In spatial audio processing, signal decorrelation can have a significant impact on the perception of sound imagery, and the correlation of measure is a significant predictor of perceptual effects in audio reproduction. FIG. 1 illustrates two configurations of a simple decorrelator, as known in the prior art. The upper circuit 100 decorrelates the output signal y(t) from the input signal x(t), while the lower circuit 101 produces two mutually decorrelated outputs y(t) and x(t}, which may or may not be decorrelated from the common input. A wide variety of decorrelation processes have been proposed for use in current systems, varying from simple delays, frequency-dependent delays, random-phase all-pass filters, lattice all-pass filters, and combinations thereof. These processes all significantly modify their input signals, such as by changing their waveforms. For stationary or smoothly continuous signals, such modification is generally not problematic. However, for impulsive or fast-changing signals (transients), such modification may result in unwanted distortion. For example, with regard to the onset of a transient signal, modifying the waveform by decorrelation can cause temporal smearing or similar effects. Likewise, upon cessation of the transient signal, decorrelation may result in post- echo or reverberation-like effects that are audible when the input signal has a steep decrease in level over time due to the inherent decay times associated with filters and associated circuitry. Thus, the filtering process involved in decorrelation often results in a degraded transient response, or transient 'crispness'.
To overcome such undesirable effects, decorrelation circuits often have a level adjustment stage following the filter structures to attenuate these artifacts, or other similar post-decorrelation processing. Thus, present decorrelation circuits are limited in that they attempt to correct temporal smearing and other degradation effects after the decorrelation filters, rather than performing an appropriate amount of decorrelation based on the characteristics and components of the input signal itself. Such systems, therefore, do not adequately solve the issues associated with impulse or transient signal processing. Specific drawbacks associated with present decorrelation circuits include degraded transient response, susceptibility to downmix artifacts, and a limitation on the number of mutually-decorrelated outputs.
With respect to the issue of degraded transient response, the aim of current decorrelators is to decorrelate the complete input signal, irrespective of its contents or structure. Specifically, transient signals (e.g., the onset of percussive instruments) are in actual recordings usually not decorrelated, while their sustaining part, or the reverberant part present in a recording, is often decorrelated. Prior-art decorrelation circuits are generally not capable of reproducing this distinction, and hence their output can sound unnatural or may have a degraded transient response as a result.

**RECORD EXTRACTS:**
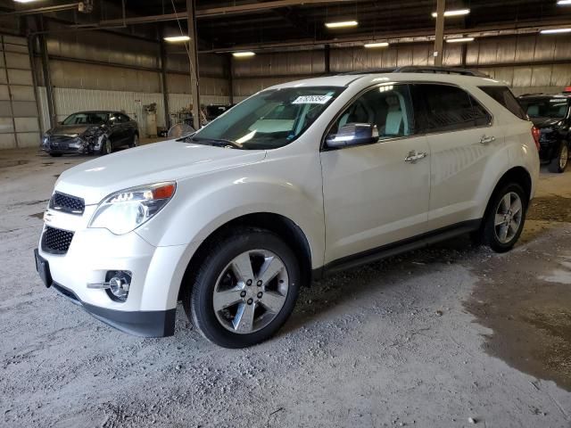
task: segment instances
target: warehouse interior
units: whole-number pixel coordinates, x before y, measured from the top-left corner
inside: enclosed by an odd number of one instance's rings
[[[409,66],[571,92],[571,1],[0,0],[0,425],[571,426],[568,169],[542,167],[513,251],[458,239],[320,279],[244,350],[181,308],[175,336],[128,336],[37,277],[54,185],[93,158],[40,150],[70,114],[120,111],[146,145],[274,85]]]

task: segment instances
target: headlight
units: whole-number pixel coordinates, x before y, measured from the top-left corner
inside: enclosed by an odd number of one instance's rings
[[[99,203],[87,227],[104,227],[115,235],[130,232],[159,212],[175,194],[174,182],[131,187]]]

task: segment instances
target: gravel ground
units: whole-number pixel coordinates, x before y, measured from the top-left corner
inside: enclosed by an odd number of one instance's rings
[[[41,213],[85,159],[0,152],[0,425],[571,426],[571,174],[542,174],[514,251],[459,238],[331,276],[229,350],[182,308],[141,339],[41,284]]]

**CHALLENGE:**
Which three specific drawbacks of present decorrelation circuits does the decorrelation text list? The rows have nothing to do with the decorrelation text.

**FINISHED EXERCISE:**
Degraded transient response, susceptibility to downmix artifacts, and a limitation on the number of mutually-decorrelated outputs.